>> start
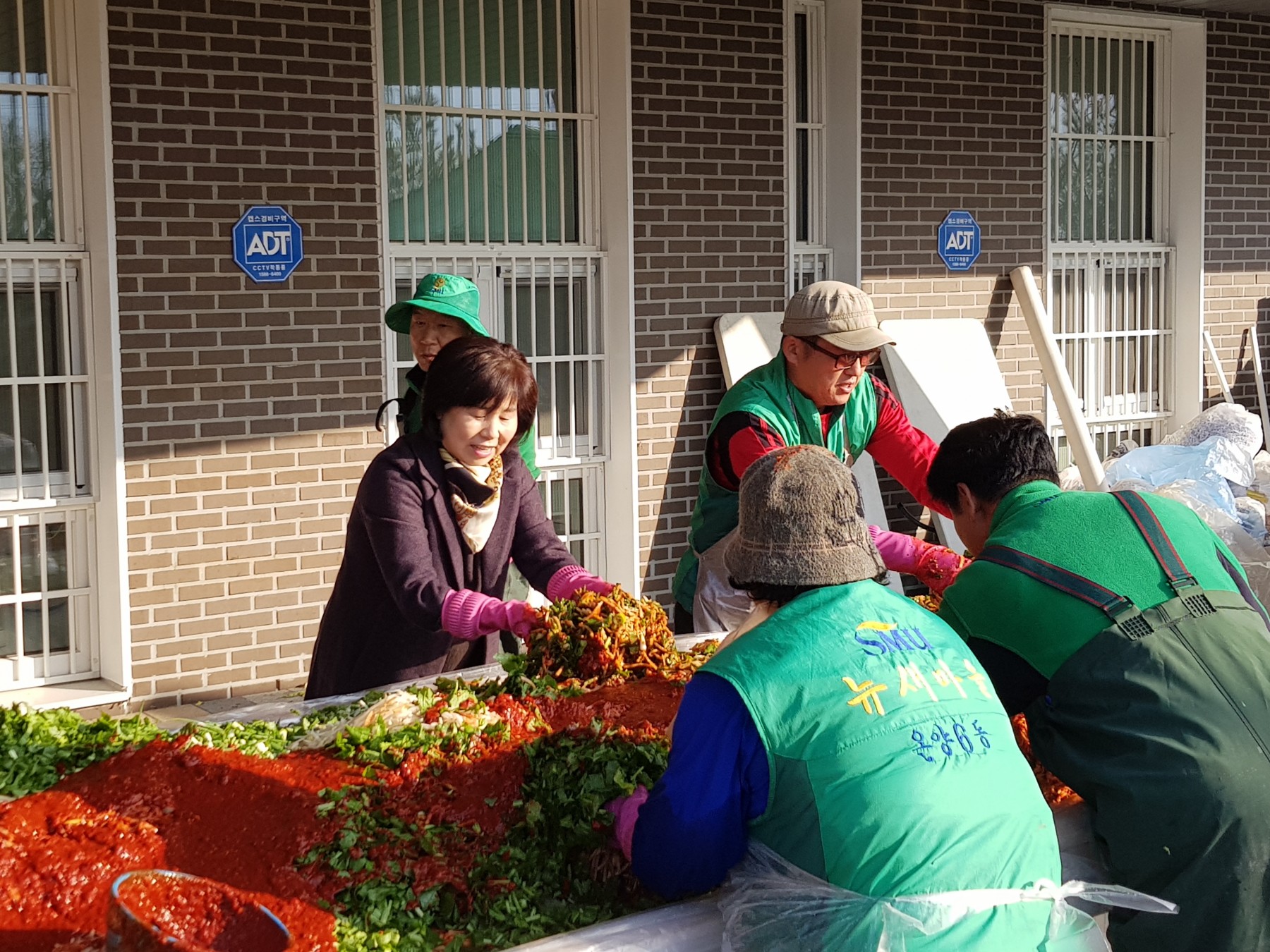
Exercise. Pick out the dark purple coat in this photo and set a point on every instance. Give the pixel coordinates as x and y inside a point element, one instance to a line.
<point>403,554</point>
>> end
>> start
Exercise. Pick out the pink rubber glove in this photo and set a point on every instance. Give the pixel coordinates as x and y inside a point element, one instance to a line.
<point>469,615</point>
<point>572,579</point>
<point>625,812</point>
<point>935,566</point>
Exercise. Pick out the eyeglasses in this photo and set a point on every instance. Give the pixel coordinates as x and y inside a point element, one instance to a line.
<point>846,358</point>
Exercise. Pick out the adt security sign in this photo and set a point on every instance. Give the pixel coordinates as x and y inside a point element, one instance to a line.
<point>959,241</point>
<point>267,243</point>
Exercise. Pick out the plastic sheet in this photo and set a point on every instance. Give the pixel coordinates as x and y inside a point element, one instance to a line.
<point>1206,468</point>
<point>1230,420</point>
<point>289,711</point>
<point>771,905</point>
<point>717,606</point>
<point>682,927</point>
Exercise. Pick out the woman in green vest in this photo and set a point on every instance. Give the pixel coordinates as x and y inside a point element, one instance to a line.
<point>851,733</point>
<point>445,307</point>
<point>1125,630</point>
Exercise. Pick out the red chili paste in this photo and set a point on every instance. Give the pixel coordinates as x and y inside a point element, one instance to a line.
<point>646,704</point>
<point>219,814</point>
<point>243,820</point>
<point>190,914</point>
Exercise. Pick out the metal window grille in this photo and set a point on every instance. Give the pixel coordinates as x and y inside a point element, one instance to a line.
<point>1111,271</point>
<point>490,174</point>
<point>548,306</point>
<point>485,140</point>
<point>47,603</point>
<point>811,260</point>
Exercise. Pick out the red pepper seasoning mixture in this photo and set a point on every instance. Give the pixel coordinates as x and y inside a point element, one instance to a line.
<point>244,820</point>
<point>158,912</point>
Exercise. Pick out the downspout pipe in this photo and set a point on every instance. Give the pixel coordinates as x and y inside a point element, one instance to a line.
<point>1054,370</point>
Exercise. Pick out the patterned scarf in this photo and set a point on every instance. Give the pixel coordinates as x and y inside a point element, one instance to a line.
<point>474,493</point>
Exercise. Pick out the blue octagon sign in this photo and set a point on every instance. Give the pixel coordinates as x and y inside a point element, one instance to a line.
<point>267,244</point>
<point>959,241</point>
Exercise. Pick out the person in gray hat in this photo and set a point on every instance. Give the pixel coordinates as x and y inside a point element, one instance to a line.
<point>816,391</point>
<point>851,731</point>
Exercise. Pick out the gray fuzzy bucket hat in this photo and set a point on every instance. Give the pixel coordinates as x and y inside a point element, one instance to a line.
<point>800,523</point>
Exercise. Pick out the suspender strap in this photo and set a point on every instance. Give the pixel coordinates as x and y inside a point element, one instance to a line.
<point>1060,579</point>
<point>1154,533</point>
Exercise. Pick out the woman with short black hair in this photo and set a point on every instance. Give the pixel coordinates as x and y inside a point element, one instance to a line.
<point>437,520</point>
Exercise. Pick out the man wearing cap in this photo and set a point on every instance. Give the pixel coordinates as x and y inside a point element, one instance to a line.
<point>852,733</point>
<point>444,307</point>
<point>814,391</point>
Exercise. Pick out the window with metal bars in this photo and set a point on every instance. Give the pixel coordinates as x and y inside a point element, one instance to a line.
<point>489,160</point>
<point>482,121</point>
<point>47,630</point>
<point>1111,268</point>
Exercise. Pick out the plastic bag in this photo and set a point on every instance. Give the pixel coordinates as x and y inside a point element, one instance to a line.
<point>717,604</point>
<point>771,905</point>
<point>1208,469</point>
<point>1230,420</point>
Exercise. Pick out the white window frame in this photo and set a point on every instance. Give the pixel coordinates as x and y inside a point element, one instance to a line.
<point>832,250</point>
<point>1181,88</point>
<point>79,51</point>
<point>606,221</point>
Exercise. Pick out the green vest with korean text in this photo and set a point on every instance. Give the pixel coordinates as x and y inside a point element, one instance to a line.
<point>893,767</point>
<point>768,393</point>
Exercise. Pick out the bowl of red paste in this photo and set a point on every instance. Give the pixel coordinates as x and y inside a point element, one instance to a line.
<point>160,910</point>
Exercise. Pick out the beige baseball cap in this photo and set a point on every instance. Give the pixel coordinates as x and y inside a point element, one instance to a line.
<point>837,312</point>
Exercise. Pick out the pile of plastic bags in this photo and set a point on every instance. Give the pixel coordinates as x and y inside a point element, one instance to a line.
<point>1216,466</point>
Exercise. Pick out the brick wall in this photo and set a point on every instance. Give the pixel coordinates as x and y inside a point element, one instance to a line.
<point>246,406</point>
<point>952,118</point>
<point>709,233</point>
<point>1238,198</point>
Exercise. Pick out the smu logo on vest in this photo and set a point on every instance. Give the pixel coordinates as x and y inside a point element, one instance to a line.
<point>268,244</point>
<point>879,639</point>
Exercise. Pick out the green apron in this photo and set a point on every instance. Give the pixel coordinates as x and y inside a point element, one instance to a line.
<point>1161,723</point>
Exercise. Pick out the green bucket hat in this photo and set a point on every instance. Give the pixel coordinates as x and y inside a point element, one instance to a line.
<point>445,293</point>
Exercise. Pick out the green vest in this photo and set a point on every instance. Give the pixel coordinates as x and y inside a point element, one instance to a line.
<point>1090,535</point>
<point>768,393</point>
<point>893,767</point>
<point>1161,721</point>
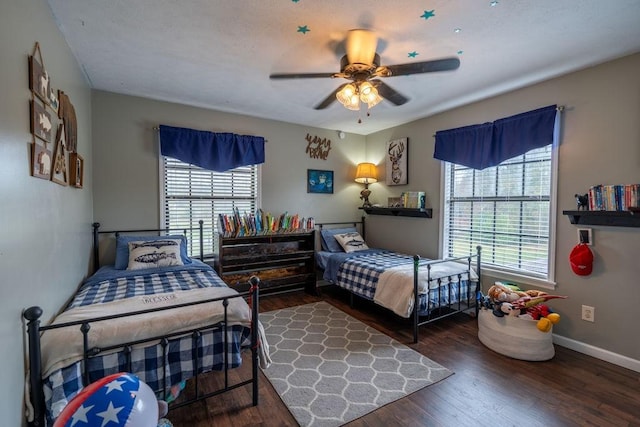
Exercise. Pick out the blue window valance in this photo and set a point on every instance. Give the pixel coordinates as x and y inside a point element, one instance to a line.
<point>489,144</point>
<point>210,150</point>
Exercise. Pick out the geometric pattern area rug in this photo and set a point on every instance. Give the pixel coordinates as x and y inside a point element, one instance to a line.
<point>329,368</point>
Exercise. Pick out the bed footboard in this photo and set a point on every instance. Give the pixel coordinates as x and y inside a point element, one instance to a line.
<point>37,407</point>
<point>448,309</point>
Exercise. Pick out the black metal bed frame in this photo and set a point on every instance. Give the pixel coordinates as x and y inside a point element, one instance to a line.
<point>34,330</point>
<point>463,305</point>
>> end
>> start
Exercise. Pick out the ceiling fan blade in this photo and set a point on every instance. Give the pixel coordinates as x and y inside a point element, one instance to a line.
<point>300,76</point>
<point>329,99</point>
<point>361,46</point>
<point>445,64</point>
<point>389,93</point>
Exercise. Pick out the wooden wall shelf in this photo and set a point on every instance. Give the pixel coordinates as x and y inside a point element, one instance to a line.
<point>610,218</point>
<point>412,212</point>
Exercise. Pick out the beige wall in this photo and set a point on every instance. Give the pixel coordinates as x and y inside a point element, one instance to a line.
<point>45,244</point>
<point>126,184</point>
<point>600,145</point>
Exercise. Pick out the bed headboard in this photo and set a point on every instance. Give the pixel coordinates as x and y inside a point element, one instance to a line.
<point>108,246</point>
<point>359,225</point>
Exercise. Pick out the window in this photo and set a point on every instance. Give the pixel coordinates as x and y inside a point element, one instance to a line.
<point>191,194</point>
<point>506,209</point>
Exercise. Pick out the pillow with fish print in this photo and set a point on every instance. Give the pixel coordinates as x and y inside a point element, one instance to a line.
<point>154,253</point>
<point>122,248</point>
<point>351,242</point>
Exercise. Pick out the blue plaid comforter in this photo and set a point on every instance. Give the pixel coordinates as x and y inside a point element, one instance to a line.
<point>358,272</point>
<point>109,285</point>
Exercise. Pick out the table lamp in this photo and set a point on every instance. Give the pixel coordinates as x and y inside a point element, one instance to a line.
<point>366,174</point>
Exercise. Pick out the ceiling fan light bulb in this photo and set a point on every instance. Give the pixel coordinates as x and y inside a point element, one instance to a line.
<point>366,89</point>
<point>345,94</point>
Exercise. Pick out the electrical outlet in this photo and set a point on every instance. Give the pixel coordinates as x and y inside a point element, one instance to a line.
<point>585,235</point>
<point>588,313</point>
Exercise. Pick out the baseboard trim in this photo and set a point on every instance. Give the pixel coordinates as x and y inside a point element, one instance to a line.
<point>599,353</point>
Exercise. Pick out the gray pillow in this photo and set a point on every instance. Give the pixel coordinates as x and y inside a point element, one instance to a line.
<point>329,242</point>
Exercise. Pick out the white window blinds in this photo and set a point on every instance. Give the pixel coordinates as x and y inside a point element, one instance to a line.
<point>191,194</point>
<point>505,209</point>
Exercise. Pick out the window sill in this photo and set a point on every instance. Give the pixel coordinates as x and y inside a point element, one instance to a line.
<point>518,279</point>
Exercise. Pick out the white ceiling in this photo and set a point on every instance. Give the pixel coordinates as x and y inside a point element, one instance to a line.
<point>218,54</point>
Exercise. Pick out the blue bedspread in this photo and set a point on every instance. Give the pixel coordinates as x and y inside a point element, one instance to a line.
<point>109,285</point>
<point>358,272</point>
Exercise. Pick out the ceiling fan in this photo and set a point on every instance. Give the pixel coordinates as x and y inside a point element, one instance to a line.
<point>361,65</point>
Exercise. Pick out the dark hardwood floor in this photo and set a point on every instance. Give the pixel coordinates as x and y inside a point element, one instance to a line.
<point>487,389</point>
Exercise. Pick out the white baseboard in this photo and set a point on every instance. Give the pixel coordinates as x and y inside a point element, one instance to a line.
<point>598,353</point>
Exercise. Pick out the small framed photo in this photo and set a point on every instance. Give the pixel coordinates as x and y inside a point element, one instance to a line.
>> end
### Exercise objective
Starting at the line that contains "Exercise. Pick out the adt" and ending at the line that contains "<point>1125,630</point>", rewrite those records with "plastic sheet" replaced by "plastic tarp" and everything else left unchanged.

### Answer for the task
Exercise. Pick out the adt security sign in this photo and set a point on every instance. Give the pixel coordinates as x and y inside a point element, one instance to a line.
<point>959,241</point>
<point>267,243</point>
Exercise. Pick out the plastic tarp in this photo and set a point on every instance. Give the pixel coordinates as x and y inside a point element, one instance to a line.
<point>1206,468</point>
<point>1230,420</point>
<point>289,711</point>
<point>771,905</point>
<point>717,606</point>
<point>682,927</point>
Exercise. Pick out the woman in green vest in this photo and set a point on every instance. Give the pixel coordinates as x and y inside a point element, one instance to a line.
<point>851,733</point>
<point>445,307</point>
<point>1125,630</point>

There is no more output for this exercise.